WHAT IS REQUIRED: Unless a line falls after the one with "Target: green stem", retype it exactly from the records below; leave out all pictures.

Recorded data
□ □ □ □ □ □ □

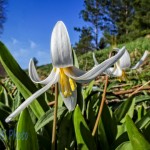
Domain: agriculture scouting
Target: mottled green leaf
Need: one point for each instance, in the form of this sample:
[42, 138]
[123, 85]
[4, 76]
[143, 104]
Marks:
[137, 140]
[83, 135]
[26, 136]
[47, 117]
[126, 108]
[125, 146]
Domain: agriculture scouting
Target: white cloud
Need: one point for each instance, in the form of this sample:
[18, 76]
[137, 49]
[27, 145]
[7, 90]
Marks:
[21, 50]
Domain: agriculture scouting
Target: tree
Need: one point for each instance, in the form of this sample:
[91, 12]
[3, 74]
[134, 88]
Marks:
[121, 14]
[95, 13]
[2, 14]
[141, 22]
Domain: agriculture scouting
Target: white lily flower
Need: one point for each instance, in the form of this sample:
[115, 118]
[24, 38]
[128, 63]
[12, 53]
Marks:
[140, 62]
[122, 64]
[63, 71]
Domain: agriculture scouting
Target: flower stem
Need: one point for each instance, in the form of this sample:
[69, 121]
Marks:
[101, 107]
[55, 118]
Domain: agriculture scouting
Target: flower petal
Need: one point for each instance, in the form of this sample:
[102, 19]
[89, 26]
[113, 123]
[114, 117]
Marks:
[95, 60]
[115, 71]
[71, 101]
[60, 46]
[34, 75]
[83, 77]
[125, 61]
[143, 58]
[31, 98]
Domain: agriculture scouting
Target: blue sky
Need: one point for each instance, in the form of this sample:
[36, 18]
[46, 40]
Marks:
[29, 24]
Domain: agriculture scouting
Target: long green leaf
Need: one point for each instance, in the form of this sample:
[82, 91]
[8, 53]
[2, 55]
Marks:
[125, 146]
[47, 117]
[126, 108]
[138, 141]
[21, 80]
[66, 133]
[25, 135]
[83, 135]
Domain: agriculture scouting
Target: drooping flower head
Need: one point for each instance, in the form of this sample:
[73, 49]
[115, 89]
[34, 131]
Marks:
[63, 72]
[122, 64]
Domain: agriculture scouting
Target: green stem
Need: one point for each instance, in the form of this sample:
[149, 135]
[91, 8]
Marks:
[55, 118]
[101, 107]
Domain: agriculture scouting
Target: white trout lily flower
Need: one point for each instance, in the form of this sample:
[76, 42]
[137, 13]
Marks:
[140, 62]
[63, 72]
[122, 64]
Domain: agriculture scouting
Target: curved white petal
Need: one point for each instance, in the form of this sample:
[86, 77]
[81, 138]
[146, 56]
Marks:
[110, 71]
[125, 61]
[95, 60]
[34, 75]
[60, 46]
[143, 58]
[71, 101]
[31, 98]
[80, 76]
[115, 71]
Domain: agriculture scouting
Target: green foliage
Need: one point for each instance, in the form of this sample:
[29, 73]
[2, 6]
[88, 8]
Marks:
[124, 122]
[26, 133]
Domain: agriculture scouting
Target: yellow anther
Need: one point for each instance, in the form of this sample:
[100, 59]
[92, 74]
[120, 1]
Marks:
[72, 84]
[123, 76]
[67, 84]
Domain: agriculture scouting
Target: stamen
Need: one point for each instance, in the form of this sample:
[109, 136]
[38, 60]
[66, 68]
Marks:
[67, 84]
[123, 76]
[72, 84]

□ □ □ □ □ □ □

WRITTEN ANSWER:
Domain: agriculture scouting
Target: mottled green leaf
Need: one point for each instance, in the form of this sample:
[42, 138]
[123, 85]
[4, 76]
[143, 104]
Marks:
[137, 140]
[83, 135]
[26, 136]
[47, 117]
[126, 108]
[125, 146]
Domain: agriculture scouting
Target: white cloud
Need: one point for each instance, in the form of this sample:
[18, 76]
[137, 49]
[27, 145]
[7, 90]
Marks:
[21, 50]
Domain: agriculture scouting
Target: tree
Need: one point for each instance, in the form of this sample:
[91, 12]
[3, 74]
[134, 88]
Marks:
[121, 14]
[95, 13]
[2, 14]
[141, 22]
Domain: agriculture scouting
Target: white lily flower
Need: one point for each instance, in the form of this sample:
[115, 118]
[24, 38]
[128, 63]
[12, 53]
Marks:
[140, 62]
[122, 64]
[63, 71]
Domain: agriculture scouting
Target: flower stem
Need: one point for each instance, in the form of this sample:
[69, 121]
Marks:
[101, 107]
[55, 118]
Domain: agriculture scouting
Target: flower petal
Need: one point for each instance, in the form of this sample:
[102, 19]
[89, 26]
[113, 123]
[114, 117]
Marks:
[95, 60]
[115, 71]
[71, 101]
[60, 46]
[34, 75]
[83, 77]
[125, 61]
[143, 58]
[31, 98]
Domain: agriculture scouting
Target: blue sky
Need: one point for each instance, in the form of this sample:
[36, 18]
[46, 40]
Marks:
[29, 24]
Domain: agriculture scouting
Target: long green leaf
Need: one point for each instance, in the form of this sample:
[82, 91]
[8, 53]
[2, 55]
Marks:
[125, 146]
[47, 117]
[126, 108]
[138, 141]
[21, 80]
[66, 133]
[25, 135]
[83, 135]
Domain: agriculture scouting
Target: drooping flower head
Need: one point for each instance, in the form of this sample:
[73, 49]
[115, 89]
[34, 131]
Marks:
[63, 72]
[122, 64]
Domain: agriculture scouting
Target: green stem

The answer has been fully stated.